** Seitenauszug **
Leise schwingt sich die Stimme ein, gewinnt an Fassung, erobert sich so unmerklich tastend immer mehr Bühnenraum, bis sie – Donizetti hat das genial gesteigert – in der Finalszene allein die Szene regiert, stirbt und gleichzeitig wird. Man ist Zeuge, wie hier Notenmaterial Sängerinnenkörper wird, wie sich Töne in Psychologie verwandeln, eine Sopranistin zur Primadonna mutiert. Eine reifende Sängerin betritt so souverän wie anrührend frisches Terrain und behauptet sich – durchaus steigerungsfähig – auf Anhieb. Auch wenn sie in dieser Art des Singens sicher noch reifen wird.

** Angezeigte Zeilen **
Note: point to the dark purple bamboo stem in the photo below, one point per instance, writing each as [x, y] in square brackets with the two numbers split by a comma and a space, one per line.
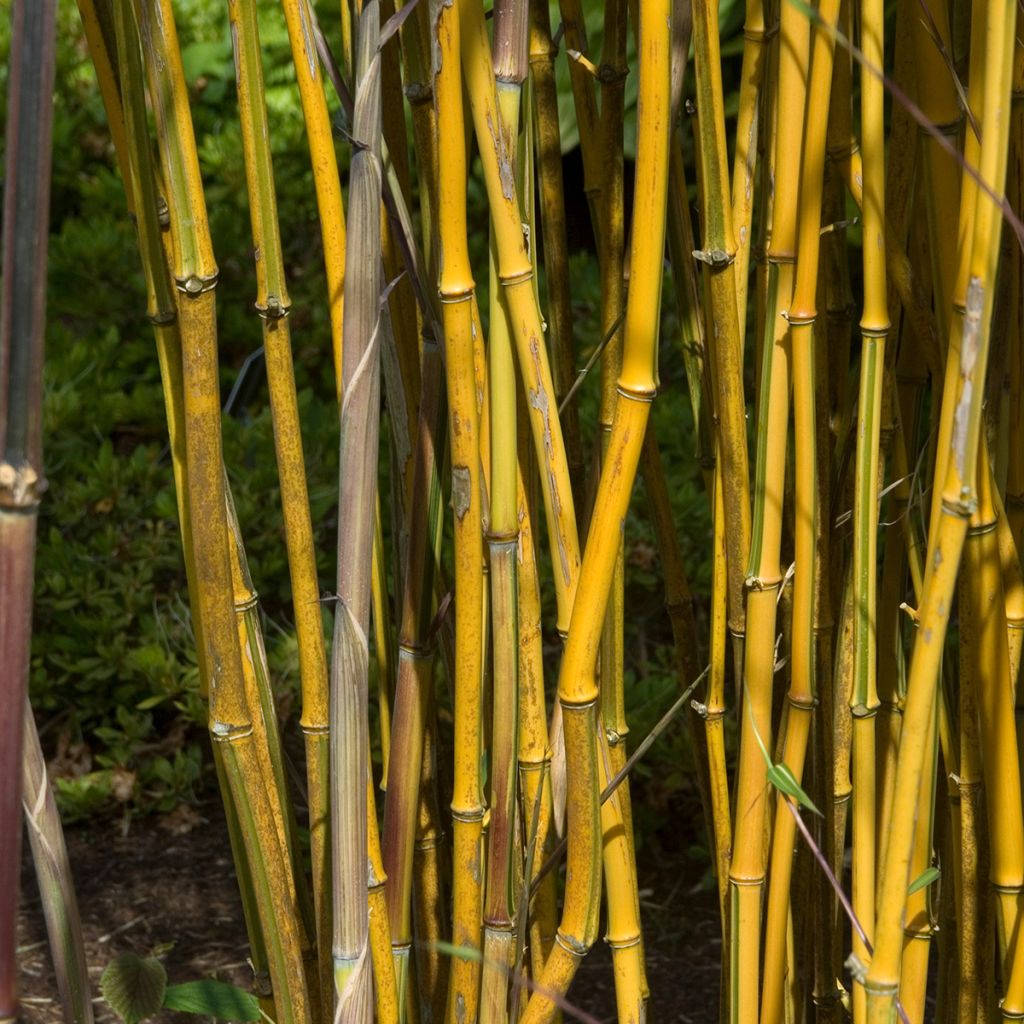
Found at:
[26, 223]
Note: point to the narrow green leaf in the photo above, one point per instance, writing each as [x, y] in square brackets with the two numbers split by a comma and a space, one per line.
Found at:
[134, 986]
[924, 880]
[213, 998]
[781, 777]
[462, 952]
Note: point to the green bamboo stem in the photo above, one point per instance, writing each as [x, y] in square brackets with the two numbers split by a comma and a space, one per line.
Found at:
[415, 663]
[195, 273]
[456, 289]
[636, 389]
[958, 497]
[722, 318]
[272, 304]
[356, 501]
[551, 206]
[325, 166]
[516, 273]
[141, 186]
[511, 65]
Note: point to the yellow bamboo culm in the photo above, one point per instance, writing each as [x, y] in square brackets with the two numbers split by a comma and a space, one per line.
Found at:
[456, 289]
[958, 500]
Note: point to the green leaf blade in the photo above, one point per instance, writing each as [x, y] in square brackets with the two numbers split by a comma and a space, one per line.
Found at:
[924, 880]
[134, 986]
[781, 777]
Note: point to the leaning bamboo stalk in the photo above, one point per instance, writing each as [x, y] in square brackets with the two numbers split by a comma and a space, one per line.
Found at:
[230, 721]
[802, 316]
[326, 182]
[624, 934]
[511, 67]
[356, 501]
[456, 289]
[415, 663]
[272, 304]
[516, 274]
[997, 736]
[747, 870]
[958, 497]
[552, 221]
[534, 755]
[873, 332]
[26, 220]
[162, 310]
[744, 161]
[721, 313]
[56, 887]
[637, 383]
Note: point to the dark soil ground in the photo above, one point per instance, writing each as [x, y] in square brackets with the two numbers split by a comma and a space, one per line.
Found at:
[168, 885]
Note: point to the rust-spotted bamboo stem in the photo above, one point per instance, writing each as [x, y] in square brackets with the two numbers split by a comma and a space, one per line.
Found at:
[960, 497]
[456, 288]
[802, 317]
[748, 867]
[534, 755]
[744, 160]
[511, 68]
[721, 313]
[551, 206]
[272, 304]
[230, 717]
[578, 691]
[325, 167]
[516, 273]
[873, 332]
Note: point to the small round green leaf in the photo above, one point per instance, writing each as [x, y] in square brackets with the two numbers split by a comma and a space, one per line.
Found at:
[133, 986]
[213, 998]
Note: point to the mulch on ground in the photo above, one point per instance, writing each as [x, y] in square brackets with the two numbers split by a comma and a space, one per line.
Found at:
[166, 886]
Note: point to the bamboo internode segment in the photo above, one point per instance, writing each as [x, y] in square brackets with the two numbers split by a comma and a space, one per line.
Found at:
[23, 311]
[864, 566]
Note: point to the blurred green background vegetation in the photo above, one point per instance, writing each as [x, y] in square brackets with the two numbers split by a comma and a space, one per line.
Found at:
[114, 676]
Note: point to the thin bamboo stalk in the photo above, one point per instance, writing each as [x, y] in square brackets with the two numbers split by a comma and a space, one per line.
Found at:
[26, 219]
[722, 318]
[873, 332]
[56, 887]
[272, 304]
[802, 316]
[230, 718]
[958, 497]
[516, 274]
[162, 310]
[511, 66]
[552, 210]
[636, 389]
[356, 501]
[326, 182]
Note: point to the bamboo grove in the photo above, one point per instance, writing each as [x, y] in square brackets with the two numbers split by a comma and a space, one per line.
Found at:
[844, 253]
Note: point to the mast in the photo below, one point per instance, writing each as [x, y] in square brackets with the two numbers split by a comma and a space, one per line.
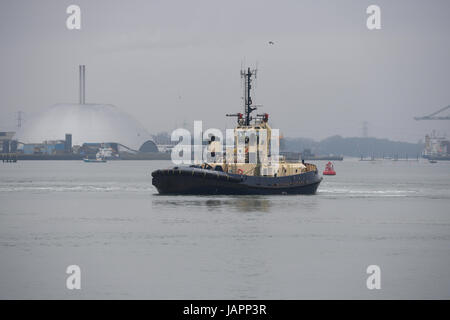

** Aufgabe A **
Tippen Sie aus dem Seitenauszug den Abschnitt von "Leise schwingt sich" bis einschließlich "noch reifen wird." wortgetreu ab.
** Aufgabe B **
Prüfen Sie anhand des Seitenauszugs, ob die folgenden Aussagen zutreffen. Antworten Sie jeweils mit Ja oder Nein, und zitieren Sie die entscheidenden Worte wörtlich.
(i) Die Stimme setzt laut und kraftvoll ein.
(ii) In der Finalszene regiert die Stimme allein die Szene.
(iii) In dieser Art des Singens hat die Sängerin ihre Reife bereits vollständig erreicht.
** Aufgabe C **
Wozu mutiert laut dem Seitenauszug eine Sopranistin?

** Antwort A **
Leise schwingt sich die Stimme ein, gewinnt an Fassung, erobert sich so unmerklich tastend immer mehr Bühnenraum, bis sie – Donizetti hat das genial gesteigert – in der Finalszene allein die Szene regiert, stirbt und gleichzeitig wird. Man ist Zeuge, wie hier Notenmaterial Sängerinnenkörper wird, wie sich Töne in Psychologie verwandeln, eine Sopranistin zur Primadonna mutiert. Eine reifende Sängerin betritt so souverän wie anrührend frisches Terrain und behauptet sich – durchaus steigerungsfähig – auf Anhieb. Auch wenn sie in dieser Art des Singens sicher noch reifen wird.

** Antwort B **
(i) Nein: "Leise schwingt sich die Stimme ein"
(ii) Ja: "in der Finalszene allein die Szene regiert"
(iii) Nein: "Auch wenn sie in dieser Art des Singens sicher noch reifen wird."

** Antwort C **
Zur Primadonna.